-- PROBLEM --
Could you quote, exactly as they stand, the lines running from the one with "Locate a point on each instance of the ocean" to the final line of the material?

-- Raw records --
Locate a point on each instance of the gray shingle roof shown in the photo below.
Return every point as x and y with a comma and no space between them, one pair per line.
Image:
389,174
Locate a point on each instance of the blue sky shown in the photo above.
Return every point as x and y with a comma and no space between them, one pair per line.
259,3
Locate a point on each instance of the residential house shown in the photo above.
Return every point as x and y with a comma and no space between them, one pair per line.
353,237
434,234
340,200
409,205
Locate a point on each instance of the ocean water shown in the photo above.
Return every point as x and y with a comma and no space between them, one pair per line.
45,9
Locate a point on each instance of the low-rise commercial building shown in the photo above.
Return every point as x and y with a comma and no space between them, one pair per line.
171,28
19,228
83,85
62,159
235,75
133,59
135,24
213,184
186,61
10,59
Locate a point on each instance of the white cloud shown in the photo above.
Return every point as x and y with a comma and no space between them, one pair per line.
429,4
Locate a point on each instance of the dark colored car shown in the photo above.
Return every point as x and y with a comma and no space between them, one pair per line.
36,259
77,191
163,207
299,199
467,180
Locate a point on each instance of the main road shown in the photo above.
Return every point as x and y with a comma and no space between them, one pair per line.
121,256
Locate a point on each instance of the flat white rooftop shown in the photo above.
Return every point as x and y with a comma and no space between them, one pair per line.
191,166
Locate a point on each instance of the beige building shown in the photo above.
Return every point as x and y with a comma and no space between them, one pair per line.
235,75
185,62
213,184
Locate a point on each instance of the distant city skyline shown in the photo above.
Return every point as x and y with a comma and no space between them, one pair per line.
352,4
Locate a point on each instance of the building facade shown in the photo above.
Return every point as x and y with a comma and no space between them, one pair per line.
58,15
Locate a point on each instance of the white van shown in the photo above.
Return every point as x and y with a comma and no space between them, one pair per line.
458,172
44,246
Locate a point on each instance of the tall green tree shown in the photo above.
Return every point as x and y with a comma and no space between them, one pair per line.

-- RESULT --
Locate a point on each instance of the ocean water shown in the photo above.
Return every point as x and y with a comma and no space between them, one pair per line.
45,9
Locate a point on each instance of the low-rise commercial building shown in the photo above.
Return every point as x and y with a comma and no space between them, one pair per line.
171,28
19,228
83,85
62,159
235,75
133,59
135,24
213,184
186,61
10,59
Locate a point on each instance of the white cloud shown in the photo above.
Return every point as x and y with a comma and no space between them, one pair per line.
429,4
Locate a point on each instance of the dark colored car shown in the photo above.
Return every point as x and y with a comma and no space between them, one pair per line.
36,259
77,191
163,207
299,199
467,180
Locate a point on each instance of the main road shown in the photo above.
Return every point as x and y with a comma and no space between them, one pair per line.
121,256
Locate a point on each instance of the flat white rooftop shown in the photo above.
Return every point as x and y with a comma and no space between them, one pair per line.
191,166
Locate a point on each instance of the beige building shown in the photo above.
Return every point as x and y with a comma and no space between them, one pair per line.
235,75
185,62
213,184
Locate a point on each instance of the distant city skyline shown in the photo above.
Return every point as x and y with a comma and no space between them, one pair per line.
352,4
Locate a point on each instance of the building facade shown in the photo above.
Return every point as x and y with a comma and no space between them, one pair per line.
58,15
Locate a point on each instance of the white van shown in the photo above.
Return every point as x and y with a comma and no space between them, one pair per line.
458,172
44,246
Locate a point on each instance of the tall green tree shown in the photo above.
Return every point as x and y with a comma and no space between them, one pair per line.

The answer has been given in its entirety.